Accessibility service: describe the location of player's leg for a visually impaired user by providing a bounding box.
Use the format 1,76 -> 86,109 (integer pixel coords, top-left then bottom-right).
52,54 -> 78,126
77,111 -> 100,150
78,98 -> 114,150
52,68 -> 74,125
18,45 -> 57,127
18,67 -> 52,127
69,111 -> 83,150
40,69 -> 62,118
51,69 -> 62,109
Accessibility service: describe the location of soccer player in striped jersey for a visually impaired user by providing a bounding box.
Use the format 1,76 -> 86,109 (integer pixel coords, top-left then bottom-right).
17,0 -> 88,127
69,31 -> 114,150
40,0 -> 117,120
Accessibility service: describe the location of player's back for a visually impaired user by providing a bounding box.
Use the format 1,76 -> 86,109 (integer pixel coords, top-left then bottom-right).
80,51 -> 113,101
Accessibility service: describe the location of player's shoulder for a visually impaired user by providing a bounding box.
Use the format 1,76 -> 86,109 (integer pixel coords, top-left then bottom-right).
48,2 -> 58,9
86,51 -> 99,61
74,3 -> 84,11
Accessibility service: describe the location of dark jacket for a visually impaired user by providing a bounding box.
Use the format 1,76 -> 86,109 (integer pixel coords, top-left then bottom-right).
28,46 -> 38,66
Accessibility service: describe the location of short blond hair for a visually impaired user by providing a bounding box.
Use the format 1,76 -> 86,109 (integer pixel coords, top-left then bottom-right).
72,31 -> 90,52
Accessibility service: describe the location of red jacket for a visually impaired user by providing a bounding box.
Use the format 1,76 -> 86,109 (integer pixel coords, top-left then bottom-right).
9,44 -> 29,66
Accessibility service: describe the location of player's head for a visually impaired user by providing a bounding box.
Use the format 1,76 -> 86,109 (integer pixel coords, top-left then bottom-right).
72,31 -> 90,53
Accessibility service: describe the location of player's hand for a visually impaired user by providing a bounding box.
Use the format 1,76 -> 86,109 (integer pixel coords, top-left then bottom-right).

HOW TO COMPLETE THIS TASK:
Go through the listing above and restate it word for word.

RESULT:
Accessibility service: describe the location of player's leg for a visually impaired user by providing a bounding box.
Use the format 1,76 -> 86,109 (integer pixel coords, top-left then bottom-right).
52,54 -> 78,126
77,111 -> 100,150
78,98 -> 114,150
52,68 -> 74,125
18,45 -> 57,127
18,67 -> 52,127
69,111 -> 83,150
40,69 -> 62,118
51,69 -> 62,109
Accessibility service: describe the location of soccer player in striped jersey for a visually impaired user by providing a bounding box.
Use the format 1,76 -> 86,109 (integer pixel coords, top-left then bottom-right).
17,0 -> 88,127
69,31 -> 114,150
40,0 -> 117,120
Accessibility service: describe the location of player's back for a visually impaired user by providing a bounding box.
Use the format 1,76 -> 86,109 (integer pixel coords, top-left then bottom-right).
80,51 -> 113,101
Accessibility service: describe the location of player's shoulder for a visually impaired user by providing a bounding box.
Use the format 1,76 -> 86,109 (integer pixel coords, top-left then bottom-right).
48,2 -> 58,9
86,51 -> 99,61
74,3 -> 84,11
Accessibility service: describe the location of dark jacket for a visually impaired user by providing a bounding box.
Use the format 1,76 -> 86,109 (integer pixel coords, top-left then bottom-right).
28,46 -> 38,66
Accessibility service: describe the location of short blond hair for a visually impaired user by providing a bounding box.
Use the format 1,76 -> 86,109 (integer pixel coords, top-left then bottom-right).
72,31 -> 90,52
Accessibility service: describe the location of red jacket for a visually impaired user by providing a bounding box.
Use the format 1,76 -> 86,109 (integer pixel coords, top-left then bottom-right).
9,44 -> 29,66
Accessibility service: describe the location of player's head for a visually impaired user by providing a bounding box.
Use the format 1,76 -> 86,109 (integer pixel coords, top-left then bottom-right).
72,31 -> 90,53
Accessibility service: describe the location of player's hand for a visually impaired user by providing a bounding box.
Use the format 1,76 -> 86,109 (integer pixel coords, top-left then bottom-right).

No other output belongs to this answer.